SELECTED EXTRACT
As the authors note:

These results suggest that explicit knowledge of bonds was apparently not the most important requirement for determining molecular toxicity. Given how fundamentally important the concept of chemical bonds is in chemistry, at first glance this observation is paradoxical. However, one has to recall that a bond is an artificial construct introduced to denote the linkages between various atoms, and one of its key role in chemistry research is to make it easier for chemists to formulate more sophisticated concepts starting with the notion of a bond.

The best AugChemception schema was then compared with reported model building systems. The results show AugChemception to be competitive across the board.

AugChemception Benchmark

Whither Fingerprints?

Chemception offers a compelling demonstration of the power of CNNs to extract chemically-meaningful features with very little human guidance. However, it's not alone. Within the last two years, at least two other deep learning systems have been reported that forgo molecular fingerprints for more direct graph representations:

  • ConvGraph. Implements convolutional layers designed for use on graph representations directly.
  • Continuous Representations from SMILES. Maps an arbitrary raw SMILE string to a coordinate in continuous "latent space." After translation by some distance, the new point can be decoded to a new molecular representation.

EXERCISE TASKS
1. Translate this sentence from the Chemception text into Spanish: "The results show AugChemception to be competitive across the board."
2. Rename "ConvGraph" as "GraphConv" in the Chemception text, and write out the part from "Whither Fingerprints?" up to and including "graph representations directly.".
3. According to the Chemception text, what does ConvGraph implement?

DATA UNDER STUDY
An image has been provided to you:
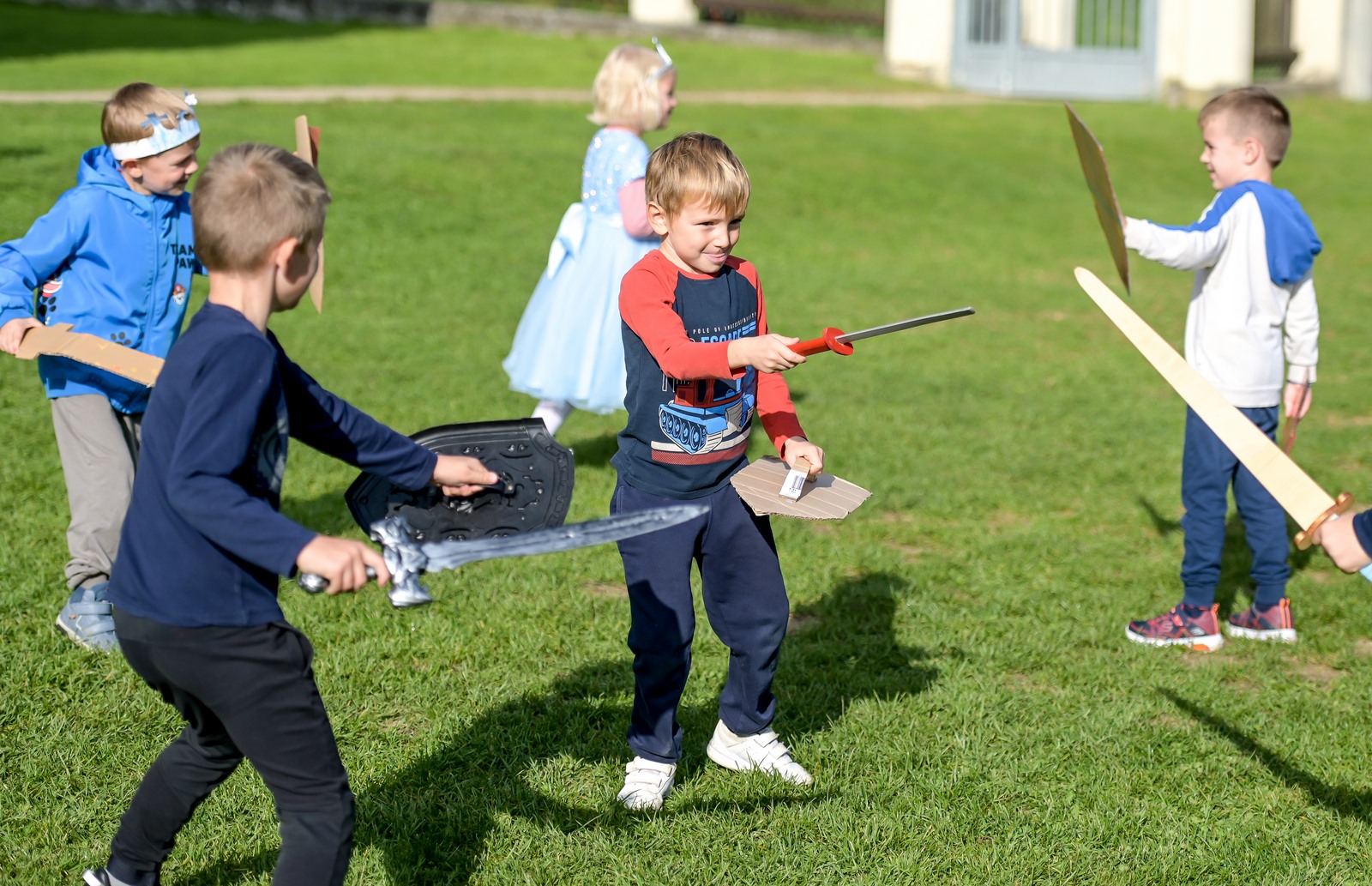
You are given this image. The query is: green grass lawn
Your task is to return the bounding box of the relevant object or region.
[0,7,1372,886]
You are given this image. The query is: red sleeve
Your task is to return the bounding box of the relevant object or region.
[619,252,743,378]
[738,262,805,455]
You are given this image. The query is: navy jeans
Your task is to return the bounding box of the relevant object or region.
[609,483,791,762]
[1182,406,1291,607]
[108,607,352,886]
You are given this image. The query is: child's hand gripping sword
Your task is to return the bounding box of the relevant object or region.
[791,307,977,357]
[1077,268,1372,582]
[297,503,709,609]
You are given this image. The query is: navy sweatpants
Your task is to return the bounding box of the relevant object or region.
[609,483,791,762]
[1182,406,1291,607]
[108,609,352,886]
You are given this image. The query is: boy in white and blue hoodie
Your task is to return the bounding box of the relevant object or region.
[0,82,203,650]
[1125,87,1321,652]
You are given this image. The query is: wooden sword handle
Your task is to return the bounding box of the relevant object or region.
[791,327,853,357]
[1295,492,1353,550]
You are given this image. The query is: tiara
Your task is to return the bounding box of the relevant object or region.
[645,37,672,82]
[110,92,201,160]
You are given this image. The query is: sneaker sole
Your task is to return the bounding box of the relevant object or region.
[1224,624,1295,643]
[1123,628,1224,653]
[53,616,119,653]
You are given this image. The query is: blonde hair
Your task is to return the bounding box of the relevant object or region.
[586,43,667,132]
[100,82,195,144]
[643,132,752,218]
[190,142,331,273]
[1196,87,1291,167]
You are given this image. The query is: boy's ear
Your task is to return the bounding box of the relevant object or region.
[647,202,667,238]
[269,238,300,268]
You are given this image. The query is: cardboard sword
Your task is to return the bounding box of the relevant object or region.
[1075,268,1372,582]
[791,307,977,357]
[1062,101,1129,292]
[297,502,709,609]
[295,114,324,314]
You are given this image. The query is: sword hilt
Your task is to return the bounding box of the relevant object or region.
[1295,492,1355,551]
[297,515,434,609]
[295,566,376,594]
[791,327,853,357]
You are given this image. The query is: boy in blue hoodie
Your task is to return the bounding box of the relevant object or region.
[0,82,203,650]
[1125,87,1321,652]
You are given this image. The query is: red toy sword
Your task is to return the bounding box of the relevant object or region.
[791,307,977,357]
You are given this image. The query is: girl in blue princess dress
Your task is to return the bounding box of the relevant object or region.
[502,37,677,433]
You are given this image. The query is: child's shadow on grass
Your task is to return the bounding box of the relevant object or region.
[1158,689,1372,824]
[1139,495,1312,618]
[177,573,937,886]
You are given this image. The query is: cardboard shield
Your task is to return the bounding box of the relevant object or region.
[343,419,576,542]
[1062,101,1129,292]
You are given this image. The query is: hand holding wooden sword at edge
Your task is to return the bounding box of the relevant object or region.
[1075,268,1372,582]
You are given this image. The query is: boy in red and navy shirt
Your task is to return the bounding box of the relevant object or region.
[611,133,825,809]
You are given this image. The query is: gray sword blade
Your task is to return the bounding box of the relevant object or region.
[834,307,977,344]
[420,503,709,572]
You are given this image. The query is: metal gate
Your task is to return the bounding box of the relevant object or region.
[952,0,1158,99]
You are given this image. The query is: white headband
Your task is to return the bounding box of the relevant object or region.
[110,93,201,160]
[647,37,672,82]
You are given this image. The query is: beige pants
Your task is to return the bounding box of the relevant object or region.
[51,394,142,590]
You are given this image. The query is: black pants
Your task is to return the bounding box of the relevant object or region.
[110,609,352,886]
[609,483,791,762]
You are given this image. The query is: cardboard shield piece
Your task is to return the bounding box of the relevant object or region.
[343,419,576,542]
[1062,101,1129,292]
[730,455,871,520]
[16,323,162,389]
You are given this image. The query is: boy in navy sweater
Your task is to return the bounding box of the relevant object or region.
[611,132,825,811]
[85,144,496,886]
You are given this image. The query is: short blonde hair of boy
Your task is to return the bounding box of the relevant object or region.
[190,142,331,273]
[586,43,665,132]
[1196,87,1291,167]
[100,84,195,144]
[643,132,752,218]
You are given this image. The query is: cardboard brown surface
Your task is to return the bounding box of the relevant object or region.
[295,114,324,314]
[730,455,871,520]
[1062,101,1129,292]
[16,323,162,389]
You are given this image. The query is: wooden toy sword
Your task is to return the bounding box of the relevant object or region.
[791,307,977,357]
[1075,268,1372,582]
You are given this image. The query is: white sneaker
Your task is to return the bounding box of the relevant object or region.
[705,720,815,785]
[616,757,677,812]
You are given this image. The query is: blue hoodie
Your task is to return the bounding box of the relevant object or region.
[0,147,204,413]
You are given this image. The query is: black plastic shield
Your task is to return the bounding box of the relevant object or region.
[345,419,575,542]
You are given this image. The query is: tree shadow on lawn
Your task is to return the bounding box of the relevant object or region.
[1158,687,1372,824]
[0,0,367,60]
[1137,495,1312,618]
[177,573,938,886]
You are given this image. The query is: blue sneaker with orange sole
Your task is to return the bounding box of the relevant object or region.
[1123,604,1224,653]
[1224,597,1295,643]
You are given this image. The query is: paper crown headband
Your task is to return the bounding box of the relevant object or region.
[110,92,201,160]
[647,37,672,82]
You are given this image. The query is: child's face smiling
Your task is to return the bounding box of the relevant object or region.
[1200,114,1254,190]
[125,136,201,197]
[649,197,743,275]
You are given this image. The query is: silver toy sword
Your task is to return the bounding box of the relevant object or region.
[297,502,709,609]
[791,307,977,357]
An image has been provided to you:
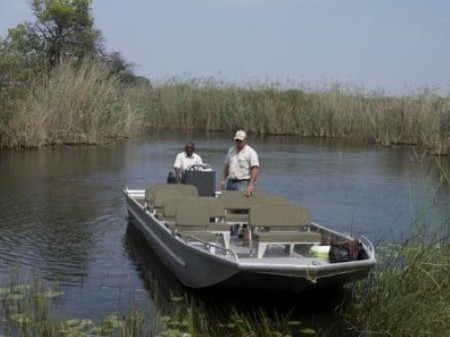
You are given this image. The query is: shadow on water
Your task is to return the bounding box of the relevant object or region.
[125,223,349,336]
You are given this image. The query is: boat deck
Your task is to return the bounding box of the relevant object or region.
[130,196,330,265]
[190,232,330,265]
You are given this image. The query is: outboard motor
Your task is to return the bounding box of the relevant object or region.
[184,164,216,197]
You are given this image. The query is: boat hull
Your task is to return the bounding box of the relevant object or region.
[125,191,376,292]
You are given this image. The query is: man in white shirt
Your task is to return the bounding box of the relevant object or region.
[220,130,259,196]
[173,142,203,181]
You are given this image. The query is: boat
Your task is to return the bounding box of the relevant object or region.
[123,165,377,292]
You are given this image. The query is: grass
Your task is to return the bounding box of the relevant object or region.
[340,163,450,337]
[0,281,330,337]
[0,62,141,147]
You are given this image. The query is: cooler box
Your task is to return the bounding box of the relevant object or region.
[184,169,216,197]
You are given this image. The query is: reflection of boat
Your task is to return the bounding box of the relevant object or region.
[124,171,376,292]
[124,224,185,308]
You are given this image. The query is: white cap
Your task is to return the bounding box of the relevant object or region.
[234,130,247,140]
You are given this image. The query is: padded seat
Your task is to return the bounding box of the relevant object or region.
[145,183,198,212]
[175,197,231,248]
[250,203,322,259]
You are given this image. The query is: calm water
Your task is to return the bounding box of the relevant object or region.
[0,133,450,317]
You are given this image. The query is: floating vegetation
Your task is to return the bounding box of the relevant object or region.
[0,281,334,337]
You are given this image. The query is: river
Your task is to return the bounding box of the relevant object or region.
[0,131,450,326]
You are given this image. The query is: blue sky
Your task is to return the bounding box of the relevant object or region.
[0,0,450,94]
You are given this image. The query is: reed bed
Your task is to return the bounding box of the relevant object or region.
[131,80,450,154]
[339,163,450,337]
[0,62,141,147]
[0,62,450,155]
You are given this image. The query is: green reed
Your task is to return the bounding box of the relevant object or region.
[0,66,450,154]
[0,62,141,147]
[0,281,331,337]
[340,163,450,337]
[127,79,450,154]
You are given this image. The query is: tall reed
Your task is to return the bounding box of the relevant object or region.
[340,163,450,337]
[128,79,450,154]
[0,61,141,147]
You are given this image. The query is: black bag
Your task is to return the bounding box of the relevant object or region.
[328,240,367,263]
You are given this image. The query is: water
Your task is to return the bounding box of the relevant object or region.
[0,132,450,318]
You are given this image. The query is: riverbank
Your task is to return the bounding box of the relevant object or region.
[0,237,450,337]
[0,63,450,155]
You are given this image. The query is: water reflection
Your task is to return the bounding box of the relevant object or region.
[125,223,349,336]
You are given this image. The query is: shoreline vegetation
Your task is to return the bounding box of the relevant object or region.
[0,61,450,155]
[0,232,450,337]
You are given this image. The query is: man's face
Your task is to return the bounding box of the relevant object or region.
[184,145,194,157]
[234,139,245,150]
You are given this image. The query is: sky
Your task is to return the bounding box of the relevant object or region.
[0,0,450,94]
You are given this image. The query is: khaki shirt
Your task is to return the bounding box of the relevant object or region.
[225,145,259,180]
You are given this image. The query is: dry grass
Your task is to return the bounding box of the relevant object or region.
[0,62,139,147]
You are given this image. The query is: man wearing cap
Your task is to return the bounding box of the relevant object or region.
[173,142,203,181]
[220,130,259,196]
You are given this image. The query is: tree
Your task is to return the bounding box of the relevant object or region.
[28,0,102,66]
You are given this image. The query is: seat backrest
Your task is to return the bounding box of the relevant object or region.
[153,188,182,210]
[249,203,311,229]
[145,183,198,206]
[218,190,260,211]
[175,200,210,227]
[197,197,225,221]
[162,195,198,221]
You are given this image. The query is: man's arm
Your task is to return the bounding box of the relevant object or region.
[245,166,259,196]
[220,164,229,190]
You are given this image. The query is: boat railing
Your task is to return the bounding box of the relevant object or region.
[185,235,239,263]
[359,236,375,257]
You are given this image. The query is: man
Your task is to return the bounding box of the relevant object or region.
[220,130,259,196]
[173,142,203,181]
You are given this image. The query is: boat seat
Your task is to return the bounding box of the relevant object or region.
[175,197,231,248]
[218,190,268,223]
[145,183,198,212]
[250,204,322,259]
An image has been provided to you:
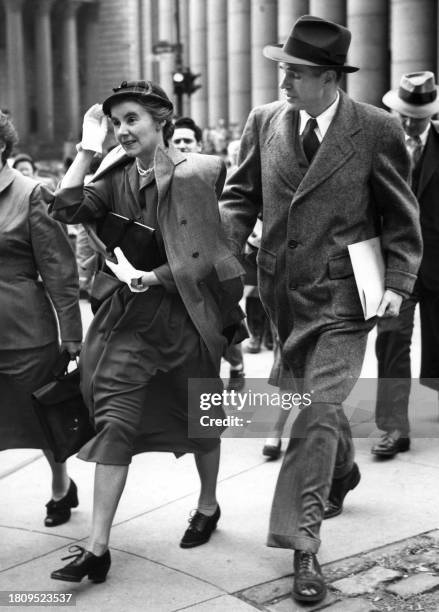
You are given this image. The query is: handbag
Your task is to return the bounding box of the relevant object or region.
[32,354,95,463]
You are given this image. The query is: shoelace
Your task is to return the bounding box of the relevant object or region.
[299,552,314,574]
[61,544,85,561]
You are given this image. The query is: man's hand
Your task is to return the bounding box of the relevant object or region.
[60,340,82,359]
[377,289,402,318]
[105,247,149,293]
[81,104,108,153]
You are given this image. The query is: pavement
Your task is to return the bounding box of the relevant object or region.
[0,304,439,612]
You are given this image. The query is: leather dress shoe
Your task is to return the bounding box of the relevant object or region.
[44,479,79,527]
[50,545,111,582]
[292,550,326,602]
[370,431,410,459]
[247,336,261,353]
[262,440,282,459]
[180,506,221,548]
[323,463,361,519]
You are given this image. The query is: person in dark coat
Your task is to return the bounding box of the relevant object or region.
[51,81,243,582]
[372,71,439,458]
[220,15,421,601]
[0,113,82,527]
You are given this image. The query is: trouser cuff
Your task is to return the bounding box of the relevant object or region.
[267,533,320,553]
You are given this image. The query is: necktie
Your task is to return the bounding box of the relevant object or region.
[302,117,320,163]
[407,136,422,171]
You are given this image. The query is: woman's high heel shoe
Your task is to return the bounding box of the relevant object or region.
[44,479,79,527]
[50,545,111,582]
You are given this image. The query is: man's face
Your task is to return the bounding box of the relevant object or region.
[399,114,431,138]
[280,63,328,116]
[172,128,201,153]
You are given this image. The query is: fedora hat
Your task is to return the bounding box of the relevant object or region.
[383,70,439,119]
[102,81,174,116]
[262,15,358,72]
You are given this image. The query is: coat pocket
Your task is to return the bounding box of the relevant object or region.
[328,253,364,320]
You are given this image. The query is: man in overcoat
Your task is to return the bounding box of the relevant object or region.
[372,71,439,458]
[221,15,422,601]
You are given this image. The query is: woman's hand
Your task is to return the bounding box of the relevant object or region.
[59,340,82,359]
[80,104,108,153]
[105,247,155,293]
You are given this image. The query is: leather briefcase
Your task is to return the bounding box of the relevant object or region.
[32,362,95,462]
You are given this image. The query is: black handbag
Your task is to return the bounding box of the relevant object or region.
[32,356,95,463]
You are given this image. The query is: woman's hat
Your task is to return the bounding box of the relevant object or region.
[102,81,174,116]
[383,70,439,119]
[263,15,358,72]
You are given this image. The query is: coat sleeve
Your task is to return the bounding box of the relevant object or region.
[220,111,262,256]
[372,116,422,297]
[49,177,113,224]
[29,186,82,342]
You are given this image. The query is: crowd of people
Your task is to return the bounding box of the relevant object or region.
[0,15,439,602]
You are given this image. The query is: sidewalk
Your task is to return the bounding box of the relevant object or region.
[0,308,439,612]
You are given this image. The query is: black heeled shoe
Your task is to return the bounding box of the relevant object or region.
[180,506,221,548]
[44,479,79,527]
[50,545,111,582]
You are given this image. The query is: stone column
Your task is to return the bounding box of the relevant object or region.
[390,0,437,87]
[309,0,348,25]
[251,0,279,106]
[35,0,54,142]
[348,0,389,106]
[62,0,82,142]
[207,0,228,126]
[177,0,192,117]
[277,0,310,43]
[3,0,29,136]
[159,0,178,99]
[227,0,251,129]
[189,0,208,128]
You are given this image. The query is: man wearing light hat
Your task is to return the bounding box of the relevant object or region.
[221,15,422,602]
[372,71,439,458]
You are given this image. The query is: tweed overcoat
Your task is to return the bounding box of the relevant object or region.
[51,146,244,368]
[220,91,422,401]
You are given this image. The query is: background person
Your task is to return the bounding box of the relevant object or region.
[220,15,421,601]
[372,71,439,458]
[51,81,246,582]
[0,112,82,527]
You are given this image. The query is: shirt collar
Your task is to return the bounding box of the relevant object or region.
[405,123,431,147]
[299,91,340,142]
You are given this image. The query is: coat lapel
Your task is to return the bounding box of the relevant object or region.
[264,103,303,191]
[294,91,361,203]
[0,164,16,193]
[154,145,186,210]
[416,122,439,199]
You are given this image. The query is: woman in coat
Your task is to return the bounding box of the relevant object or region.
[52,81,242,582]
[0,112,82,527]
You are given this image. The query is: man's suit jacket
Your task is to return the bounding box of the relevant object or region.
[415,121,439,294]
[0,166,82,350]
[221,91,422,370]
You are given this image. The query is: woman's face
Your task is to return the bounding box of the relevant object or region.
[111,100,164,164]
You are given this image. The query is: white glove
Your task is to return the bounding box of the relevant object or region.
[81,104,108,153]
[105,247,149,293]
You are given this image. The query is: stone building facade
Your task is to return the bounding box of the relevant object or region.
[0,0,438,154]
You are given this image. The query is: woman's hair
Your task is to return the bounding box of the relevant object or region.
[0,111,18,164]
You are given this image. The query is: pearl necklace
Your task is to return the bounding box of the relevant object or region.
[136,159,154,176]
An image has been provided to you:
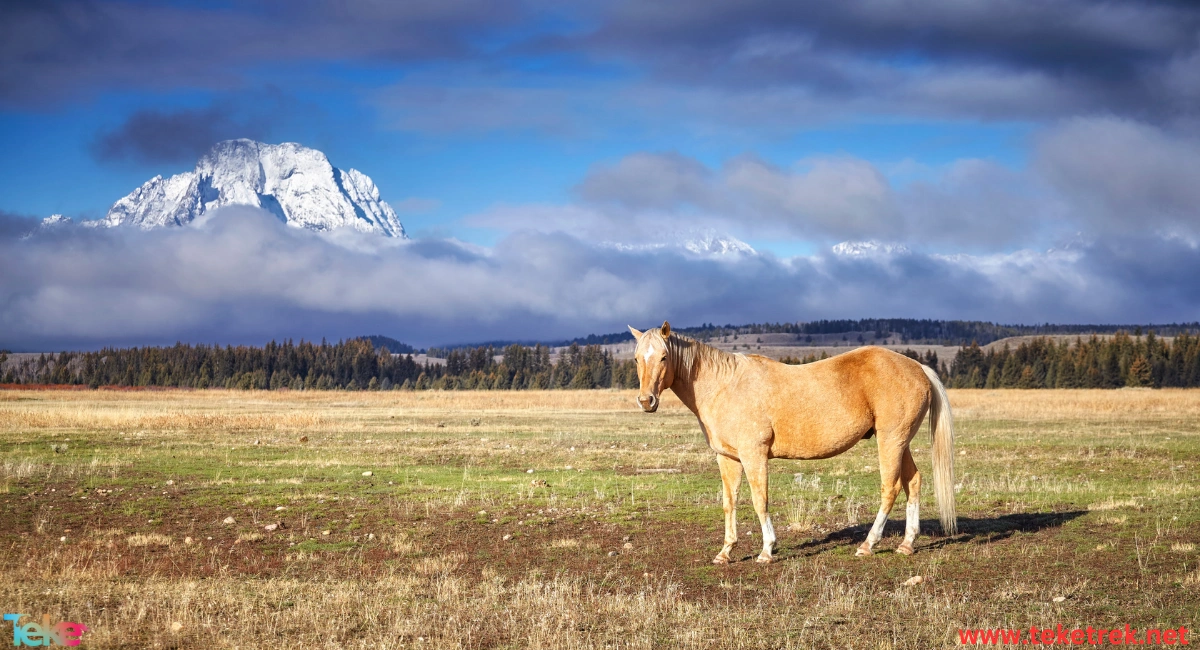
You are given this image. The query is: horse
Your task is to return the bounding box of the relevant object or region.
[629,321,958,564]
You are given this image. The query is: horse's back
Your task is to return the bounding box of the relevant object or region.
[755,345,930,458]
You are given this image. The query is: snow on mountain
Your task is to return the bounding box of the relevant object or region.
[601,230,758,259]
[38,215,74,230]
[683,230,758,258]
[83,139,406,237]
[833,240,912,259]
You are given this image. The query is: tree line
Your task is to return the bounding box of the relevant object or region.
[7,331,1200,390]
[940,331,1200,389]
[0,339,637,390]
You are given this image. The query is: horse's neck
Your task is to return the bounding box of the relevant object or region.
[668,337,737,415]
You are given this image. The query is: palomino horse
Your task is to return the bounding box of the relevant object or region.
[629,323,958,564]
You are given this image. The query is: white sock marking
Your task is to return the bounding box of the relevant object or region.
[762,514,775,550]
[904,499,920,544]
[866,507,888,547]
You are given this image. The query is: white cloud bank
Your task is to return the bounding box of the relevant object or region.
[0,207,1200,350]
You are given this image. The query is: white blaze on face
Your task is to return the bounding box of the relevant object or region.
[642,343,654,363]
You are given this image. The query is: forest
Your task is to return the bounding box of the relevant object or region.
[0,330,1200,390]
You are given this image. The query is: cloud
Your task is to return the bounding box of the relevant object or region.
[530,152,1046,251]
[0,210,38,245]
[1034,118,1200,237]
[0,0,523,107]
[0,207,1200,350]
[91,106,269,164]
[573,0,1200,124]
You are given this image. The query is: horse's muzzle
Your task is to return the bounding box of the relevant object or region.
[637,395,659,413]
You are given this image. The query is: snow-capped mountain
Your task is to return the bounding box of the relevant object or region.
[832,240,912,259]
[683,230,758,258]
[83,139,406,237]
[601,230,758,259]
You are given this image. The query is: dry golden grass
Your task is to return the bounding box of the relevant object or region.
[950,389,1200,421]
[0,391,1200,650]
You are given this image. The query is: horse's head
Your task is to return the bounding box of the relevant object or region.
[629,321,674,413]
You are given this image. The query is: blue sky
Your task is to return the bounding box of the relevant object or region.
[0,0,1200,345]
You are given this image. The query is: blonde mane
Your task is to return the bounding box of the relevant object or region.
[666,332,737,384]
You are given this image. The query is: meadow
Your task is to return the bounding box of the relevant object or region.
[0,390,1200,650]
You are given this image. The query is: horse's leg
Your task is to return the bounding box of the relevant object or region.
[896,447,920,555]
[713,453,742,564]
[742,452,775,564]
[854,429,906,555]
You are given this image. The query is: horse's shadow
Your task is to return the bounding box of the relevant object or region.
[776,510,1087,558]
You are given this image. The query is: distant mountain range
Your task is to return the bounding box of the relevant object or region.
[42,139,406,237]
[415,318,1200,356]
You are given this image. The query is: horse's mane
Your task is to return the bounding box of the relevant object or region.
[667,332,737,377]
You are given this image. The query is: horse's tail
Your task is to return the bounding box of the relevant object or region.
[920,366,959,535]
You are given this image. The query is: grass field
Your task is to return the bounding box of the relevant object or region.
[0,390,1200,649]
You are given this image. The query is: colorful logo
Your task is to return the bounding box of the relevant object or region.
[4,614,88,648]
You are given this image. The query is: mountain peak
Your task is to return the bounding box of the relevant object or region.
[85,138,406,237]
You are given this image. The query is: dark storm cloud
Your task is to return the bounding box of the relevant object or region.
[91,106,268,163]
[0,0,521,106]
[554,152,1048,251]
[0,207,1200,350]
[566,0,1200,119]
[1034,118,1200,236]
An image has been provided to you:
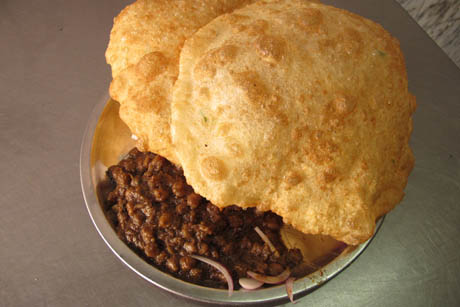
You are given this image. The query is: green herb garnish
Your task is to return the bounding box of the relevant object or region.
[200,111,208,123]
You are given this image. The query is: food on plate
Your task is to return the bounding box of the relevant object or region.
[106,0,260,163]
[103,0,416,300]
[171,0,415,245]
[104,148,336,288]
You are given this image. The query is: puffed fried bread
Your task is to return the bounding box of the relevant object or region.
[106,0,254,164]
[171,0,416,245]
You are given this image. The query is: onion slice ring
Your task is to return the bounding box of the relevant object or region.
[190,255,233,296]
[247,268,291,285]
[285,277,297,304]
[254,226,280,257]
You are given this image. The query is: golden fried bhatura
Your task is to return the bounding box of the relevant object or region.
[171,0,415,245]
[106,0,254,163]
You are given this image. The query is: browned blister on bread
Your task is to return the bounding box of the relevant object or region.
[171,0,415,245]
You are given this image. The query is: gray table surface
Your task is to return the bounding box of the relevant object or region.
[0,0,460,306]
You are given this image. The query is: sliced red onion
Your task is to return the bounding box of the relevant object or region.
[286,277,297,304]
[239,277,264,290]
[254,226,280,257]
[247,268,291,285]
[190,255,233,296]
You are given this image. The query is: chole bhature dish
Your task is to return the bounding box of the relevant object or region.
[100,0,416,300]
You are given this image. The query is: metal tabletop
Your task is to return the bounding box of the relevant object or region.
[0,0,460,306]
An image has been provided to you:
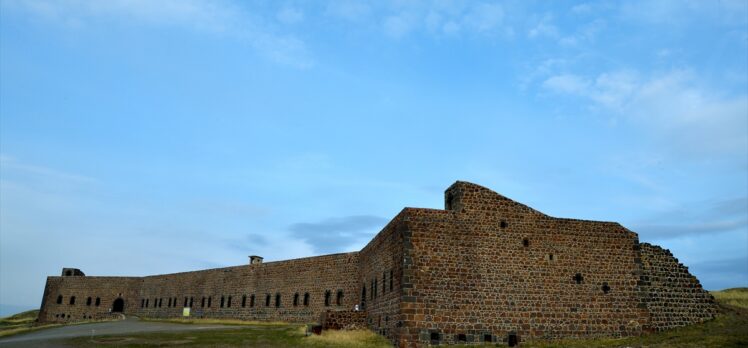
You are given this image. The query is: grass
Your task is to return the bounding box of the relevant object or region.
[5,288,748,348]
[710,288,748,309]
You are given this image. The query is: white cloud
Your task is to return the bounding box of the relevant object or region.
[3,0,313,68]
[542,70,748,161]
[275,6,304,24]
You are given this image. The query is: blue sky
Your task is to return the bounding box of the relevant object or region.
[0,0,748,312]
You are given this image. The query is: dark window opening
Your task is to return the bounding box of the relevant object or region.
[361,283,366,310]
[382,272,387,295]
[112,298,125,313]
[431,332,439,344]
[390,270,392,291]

SOLUTION LIST
1. Los resultados muestran que AugChemception es competitivo en todos los ámbitos.

2.
Whither Fingerprints?

Chemception offers a compelling demonstration of the power of CNNs to extract chemically-meaningful features with very little human guidance. However, it's not alone. Within the last two years, at least two other deep learning systems have been reported that forgo molecular fingerprints for more direct graph representations:

  • GraphConv. Implements convolutional layers designed for use on graph representations directly.

3. Convolutional layers designed for use on graph representations directly.